## PROBLEM REQUIREMENTS
Count, in the entries below, the lines in which "moat" occurs. Give the number, nothing more.

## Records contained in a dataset
*****

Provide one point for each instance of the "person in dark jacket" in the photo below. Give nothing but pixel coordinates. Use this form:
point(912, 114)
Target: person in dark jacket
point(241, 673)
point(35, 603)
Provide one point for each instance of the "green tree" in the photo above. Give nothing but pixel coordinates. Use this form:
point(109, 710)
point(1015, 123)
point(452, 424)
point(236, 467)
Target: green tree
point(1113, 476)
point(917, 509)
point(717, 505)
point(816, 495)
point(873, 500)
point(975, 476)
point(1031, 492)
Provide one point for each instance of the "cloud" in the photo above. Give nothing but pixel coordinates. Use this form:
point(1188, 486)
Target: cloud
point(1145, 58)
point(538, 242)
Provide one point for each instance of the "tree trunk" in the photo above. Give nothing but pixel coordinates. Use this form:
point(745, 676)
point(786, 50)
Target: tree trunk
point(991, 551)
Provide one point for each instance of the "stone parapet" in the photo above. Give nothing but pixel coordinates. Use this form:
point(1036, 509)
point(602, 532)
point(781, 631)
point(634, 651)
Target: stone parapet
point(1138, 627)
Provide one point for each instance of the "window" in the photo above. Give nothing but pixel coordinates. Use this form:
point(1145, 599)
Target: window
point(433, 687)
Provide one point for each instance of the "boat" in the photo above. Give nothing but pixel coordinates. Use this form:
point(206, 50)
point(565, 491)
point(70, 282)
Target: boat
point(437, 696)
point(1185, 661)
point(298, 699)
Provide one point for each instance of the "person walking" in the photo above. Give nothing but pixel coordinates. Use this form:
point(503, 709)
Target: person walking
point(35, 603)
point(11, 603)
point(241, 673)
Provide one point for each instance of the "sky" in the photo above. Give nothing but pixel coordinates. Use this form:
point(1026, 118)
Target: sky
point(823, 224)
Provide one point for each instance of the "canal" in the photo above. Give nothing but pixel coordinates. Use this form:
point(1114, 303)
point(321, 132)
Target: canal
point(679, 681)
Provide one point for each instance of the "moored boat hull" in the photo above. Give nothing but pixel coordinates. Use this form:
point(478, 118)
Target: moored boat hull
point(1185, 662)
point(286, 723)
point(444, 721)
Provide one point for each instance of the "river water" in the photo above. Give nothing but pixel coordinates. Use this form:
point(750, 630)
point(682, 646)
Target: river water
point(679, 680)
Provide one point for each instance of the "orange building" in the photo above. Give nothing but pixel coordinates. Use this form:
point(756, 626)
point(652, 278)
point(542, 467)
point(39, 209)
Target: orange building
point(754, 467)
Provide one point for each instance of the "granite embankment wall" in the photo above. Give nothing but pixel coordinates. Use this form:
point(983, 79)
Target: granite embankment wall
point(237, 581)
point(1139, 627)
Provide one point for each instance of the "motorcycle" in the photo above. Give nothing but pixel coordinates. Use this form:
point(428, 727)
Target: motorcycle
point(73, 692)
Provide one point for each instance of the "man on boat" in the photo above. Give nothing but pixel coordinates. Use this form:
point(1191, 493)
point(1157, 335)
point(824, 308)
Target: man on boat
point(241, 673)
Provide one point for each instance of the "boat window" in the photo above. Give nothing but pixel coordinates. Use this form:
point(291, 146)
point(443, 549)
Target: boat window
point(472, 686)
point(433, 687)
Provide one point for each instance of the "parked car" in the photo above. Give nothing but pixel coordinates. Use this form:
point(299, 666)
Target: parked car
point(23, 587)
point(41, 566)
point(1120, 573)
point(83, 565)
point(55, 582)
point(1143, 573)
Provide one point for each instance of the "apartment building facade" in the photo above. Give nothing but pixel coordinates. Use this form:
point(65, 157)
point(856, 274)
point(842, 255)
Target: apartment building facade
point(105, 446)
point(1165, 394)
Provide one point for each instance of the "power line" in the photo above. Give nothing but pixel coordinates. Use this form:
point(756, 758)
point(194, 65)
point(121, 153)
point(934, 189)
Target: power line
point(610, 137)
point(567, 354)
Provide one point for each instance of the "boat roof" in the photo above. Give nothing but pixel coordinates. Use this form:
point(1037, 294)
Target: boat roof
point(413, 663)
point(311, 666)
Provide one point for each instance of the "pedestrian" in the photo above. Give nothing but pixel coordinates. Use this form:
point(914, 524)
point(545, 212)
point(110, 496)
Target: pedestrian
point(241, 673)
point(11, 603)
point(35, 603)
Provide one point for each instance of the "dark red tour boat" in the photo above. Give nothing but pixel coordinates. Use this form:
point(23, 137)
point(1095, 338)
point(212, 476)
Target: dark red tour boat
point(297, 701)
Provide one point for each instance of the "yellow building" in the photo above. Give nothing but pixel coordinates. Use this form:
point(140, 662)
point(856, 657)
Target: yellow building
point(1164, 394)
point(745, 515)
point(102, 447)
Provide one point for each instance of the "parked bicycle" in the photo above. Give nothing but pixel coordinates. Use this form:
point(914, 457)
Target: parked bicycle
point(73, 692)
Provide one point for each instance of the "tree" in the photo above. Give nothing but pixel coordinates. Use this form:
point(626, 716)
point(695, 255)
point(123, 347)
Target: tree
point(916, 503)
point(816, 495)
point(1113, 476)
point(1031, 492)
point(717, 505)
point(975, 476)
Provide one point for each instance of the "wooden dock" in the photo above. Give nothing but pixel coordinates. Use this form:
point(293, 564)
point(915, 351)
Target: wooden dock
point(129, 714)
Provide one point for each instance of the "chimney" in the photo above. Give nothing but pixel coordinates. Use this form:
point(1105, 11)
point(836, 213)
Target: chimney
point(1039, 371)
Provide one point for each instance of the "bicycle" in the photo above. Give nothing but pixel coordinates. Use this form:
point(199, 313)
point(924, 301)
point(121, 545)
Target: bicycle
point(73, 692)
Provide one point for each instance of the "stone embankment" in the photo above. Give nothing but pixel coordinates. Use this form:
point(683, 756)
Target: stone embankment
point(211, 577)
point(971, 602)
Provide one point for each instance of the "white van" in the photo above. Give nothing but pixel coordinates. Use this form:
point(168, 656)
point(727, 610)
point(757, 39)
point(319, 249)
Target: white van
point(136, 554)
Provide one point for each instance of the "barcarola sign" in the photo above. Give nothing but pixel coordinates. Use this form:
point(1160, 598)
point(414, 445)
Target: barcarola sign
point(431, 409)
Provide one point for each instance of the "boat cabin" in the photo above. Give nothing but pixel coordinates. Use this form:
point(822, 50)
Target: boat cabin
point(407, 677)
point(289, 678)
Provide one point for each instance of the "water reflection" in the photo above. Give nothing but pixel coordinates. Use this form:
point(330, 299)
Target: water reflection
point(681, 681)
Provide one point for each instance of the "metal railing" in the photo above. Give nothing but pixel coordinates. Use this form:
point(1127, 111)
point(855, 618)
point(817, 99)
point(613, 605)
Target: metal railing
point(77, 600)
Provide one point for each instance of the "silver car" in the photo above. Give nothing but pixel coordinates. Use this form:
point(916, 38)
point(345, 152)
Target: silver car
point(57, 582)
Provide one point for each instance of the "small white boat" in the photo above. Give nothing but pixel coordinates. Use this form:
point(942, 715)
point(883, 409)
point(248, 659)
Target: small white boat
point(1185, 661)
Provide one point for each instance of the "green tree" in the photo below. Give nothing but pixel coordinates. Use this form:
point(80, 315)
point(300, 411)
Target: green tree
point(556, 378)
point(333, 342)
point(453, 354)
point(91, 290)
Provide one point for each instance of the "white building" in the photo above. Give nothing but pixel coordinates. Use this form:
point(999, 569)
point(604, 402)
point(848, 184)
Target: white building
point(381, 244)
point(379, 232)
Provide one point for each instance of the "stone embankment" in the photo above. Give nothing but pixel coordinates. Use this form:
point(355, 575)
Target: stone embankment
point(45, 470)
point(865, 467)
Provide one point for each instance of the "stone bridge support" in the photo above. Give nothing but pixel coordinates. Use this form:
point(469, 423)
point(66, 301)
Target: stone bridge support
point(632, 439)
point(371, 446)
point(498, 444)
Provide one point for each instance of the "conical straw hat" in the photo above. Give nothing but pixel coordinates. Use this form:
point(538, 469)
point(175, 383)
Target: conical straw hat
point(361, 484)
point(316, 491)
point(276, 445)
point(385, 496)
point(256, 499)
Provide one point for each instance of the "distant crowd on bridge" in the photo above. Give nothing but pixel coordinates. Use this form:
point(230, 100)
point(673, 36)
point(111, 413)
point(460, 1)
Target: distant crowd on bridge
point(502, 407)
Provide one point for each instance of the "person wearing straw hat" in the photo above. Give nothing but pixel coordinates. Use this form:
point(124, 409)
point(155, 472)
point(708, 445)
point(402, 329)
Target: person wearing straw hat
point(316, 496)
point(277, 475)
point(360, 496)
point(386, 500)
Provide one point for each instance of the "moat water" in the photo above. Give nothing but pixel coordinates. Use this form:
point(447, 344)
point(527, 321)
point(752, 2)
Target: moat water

*****

## ANSWER AREA
2